WHAT TO WORK ON:
Each record should be given back exactly, with none missing.

==== RECORDS TO USE ====

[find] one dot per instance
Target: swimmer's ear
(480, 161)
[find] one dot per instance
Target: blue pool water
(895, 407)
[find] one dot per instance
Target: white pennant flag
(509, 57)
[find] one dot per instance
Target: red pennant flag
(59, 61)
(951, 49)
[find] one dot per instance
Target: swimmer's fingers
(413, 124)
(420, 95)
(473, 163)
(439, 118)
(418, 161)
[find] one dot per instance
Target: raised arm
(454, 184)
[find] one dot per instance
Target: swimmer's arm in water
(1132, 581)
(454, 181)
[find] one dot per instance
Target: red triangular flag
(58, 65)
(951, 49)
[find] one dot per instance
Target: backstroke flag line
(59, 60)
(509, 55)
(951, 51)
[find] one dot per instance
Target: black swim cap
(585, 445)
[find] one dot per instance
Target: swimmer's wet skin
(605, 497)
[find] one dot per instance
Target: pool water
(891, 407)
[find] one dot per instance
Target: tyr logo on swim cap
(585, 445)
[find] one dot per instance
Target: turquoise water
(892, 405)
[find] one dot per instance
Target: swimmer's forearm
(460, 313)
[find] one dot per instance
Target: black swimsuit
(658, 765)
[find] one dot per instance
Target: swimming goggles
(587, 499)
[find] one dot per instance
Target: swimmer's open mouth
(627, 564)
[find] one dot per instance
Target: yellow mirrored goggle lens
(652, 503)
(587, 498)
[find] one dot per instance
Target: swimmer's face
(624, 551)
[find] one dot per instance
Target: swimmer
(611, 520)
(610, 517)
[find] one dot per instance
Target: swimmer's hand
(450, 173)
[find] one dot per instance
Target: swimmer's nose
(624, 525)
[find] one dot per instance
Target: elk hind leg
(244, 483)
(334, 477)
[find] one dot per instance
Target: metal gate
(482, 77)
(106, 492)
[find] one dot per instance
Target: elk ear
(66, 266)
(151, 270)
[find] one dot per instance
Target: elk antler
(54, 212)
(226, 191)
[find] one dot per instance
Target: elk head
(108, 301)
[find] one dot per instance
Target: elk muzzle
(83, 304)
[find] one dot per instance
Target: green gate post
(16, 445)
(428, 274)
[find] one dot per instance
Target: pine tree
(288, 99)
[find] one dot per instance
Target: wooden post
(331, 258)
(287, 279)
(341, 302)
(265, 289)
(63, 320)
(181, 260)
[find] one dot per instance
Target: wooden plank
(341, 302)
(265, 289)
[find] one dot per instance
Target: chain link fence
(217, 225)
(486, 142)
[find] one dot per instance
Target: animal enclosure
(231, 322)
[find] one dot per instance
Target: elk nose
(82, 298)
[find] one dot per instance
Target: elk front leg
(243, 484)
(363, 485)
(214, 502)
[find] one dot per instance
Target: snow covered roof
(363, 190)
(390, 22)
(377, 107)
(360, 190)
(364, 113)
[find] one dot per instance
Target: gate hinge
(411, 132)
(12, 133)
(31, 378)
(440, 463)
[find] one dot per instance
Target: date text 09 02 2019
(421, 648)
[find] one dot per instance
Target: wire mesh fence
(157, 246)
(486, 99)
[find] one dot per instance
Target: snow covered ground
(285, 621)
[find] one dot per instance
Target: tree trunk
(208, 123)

====

RESPONSE TO THIS TASK:
[find] one dot per instance
Target: swimmer's ear
(480, 161)
[find] one dot per instance
Target: blue pool water
(895, 407)
[find] one dot per instance
Target: white pennant flag
(509, 57)
[find] one dot per instance
Target: red pennant flag
(59, 61)
(951, 49)
[find] one dot per instance
Target: swimmer's fingers
(413, 124)
(420, 95)
(473, 163)
(439, 118)
(418, 161)
[find] one dot per instance
Target: raised arm
(454, 184)
[find] one dot per instance
Target: swimmer's arm in water
(1132, 581)
(454, 181)
[find] one dot per instance
Target: red triangular flag
(58, 65)
(951, 49)
[find] one dot per instance
Target: backstroke flag line
(59, 60)
(509, 55)
(951, 51)
[find] one dot per instance
Target: black swim cap
(585, 445)
[find] one dot per instance
Target: swimmer's wet skin
(605, 497)
[find] one dot per instance
Target: pool water
(891, 407)
[find] one dot per instance
Target: tyr logo on swim cap
(585, 445)
[find] one dot per instance
Target: turquoise water
(892, 405)
[find] one dot per instance
Target: swimmer's forearm
(460, 313)
[find] one dot per instance
Target: black swimsuit
(658, 765)
[find] one dot per instance
Target: swimming goggles
(587, 499)
[find] one dot per instance
Target: swimmer's open mouth
(627, 564)
[find] one dot per instance
Target: yellow mirrored goggle lens
(652, 503)
(587, 498)
[find] one dot per instance
Target: swimmer's face
(624, 551)
[find] one dot per instance
Target: swimmer
(611, 520)
(610, 517)
[find] one dot per instance
Target: swimmer's hand
(450, 173)
[find] one dot per instance
Target: swimmer's nose
(624, 525)
[find] one dot per instance
Target: elk hind leg
(244, 483)
(334, 477)
[find] one dot per instance
Target: metal gate
(482, 77)
(106, 492)
[find] one dot per instance
Target: elk ear
(66, 266)
(151, 270)
[find] one dot per instance
Target: elk antler
(54, 212)
(226, 191)
[find] one dot per instance
Target: elk head
(108, 301)
[find] one dot per instance
Target: elk muzzle
(83, 304)
[find] one dot per instance
Target: green gate post
(16, 445)
(428, 274)
[find] one dot per instance
Target: pine tree
(288, 99)
[find] one dot per instance
Target: wooden post
(331, 258)
(287, 279)
(341, 302)
(265, 289)
(63, 320)
(181, 260)
[find] one dot per instance
Target: wooden plank
(341, 302)
(265, 289)
[find] one dot per instance
Target: chain link fence
(217, 225)
(486, 142)
[find] one dot per instance
Target: animal enclosure
(231, 322)
[find] one dot per instance
Target: elk nose
(82, 298)
[find] one dot per instance
Target: elk front leg
(243, 484)
(363, 485)
(214, 502)
[find] one dot per instance
Target: snow covered roof
(363, 190)
(390, 22)
(377, 107)
(360, 190)
(364, 113)
[find] one dot per instance
Target: gate hinge
(411, 132)
(12, 133)
(31, 378)
(440, 463)
[find] one dot per instance
Target: date text 09 02 2019
(421, 648)
[find] one dot per instance
Target: wire mesh fence
(157, 246)
(486, 99)
[find] one dot per instance
Target: snow covered ground
(285, 621)
[find] one dot per instance
Target: tree trunk
(208, 123)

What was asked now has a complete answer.